● **EXERCISE BRIEF**: Tally the lines in the entries below that contain the string "column", matching case exactly. Give only the number.

● **MATERIAL SUPPLIED**:
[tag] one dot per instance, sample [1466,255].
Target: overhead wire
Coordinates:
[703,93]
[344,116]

* * *

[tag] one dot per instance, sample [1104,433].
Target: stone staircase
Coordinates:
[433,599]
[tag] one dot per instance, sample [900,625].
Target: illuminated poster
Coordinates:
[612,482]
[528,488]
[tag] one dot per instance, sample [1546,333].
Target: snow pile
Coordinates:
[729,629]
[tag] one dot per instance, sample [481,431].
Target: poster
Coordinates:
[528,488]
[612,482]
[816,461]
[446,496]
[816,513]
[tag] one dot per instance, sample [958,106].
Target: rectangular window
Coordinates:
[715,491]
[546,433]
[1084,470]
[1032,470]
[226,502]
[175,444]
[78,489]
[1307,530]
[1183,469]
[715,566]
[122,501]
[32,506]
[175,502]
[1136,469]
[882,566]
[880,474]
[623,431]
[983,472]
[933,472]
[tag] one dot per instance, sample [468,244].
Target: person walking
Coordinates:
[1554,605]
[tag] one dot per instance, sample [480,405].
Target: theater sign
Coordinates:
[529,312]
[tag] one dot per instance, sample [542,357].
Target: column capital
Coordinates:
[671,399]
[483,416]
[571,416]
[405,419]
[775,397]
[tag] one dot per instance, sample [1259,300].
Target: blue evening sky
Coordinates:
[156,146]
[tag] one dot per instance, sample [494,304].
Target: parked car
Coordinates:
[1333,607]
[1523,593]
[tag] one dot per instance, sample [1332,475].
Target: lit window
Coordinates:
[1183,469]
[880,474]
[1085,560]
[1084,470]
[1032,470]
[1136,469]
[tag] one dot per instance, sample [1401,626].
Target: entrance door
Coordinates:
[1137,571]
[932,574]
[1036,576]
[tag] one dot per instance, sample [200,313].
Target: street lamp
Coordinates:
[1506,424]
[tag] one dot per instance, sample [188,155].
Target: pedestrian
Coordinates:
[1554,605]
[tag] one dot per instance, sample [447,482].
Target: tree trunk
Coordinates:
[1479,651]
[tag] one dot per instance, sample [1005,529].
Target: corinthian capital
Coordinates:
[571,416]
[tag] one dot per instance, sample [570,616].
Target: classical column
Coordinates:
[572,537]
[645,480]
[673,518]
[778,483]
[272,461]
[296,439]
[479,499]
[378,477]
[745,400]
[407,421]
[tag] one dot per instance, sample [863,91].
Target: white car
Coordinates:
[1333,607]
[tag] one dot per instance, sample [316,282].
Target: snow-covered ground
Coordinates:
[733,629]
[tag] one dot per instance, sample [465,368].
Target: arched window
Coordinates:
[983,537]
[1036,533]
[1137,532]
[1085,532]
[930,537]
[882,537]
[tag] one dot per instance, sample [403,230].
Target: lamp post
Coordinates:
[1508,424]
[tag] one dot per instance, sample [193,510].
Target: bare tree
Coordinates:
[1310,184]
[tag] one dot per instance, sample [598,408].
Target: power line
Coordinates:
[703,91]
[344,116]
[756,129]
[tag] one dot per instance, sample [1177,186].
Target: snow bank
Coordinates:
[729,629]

* * *

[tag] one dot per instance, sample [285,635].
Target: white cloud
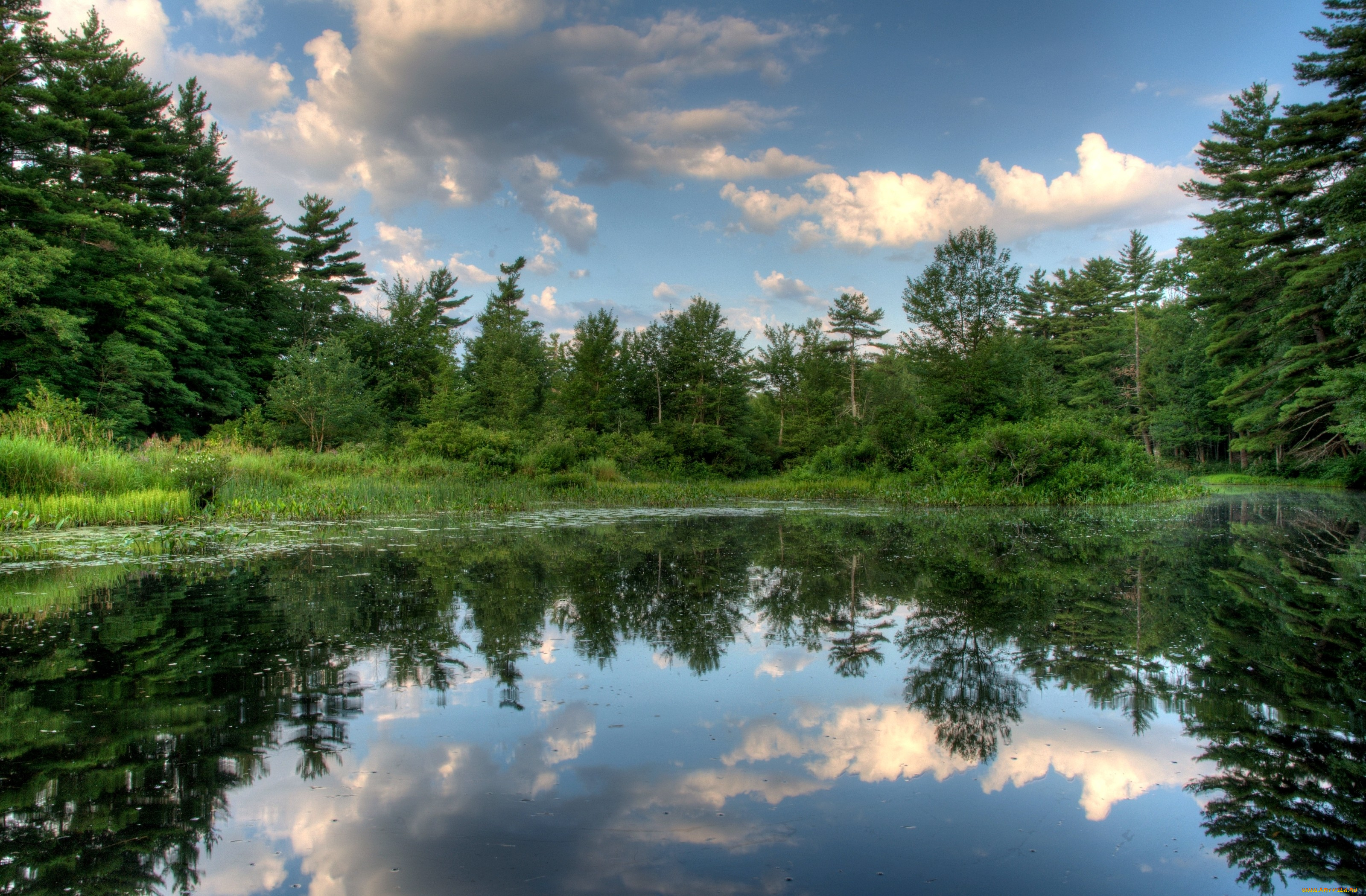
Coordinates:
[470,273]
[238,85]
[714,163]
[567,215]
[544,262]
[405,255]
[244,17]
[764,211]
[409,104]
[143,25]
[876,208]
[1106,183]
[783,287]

● **WRITTEN ANSWER**: 2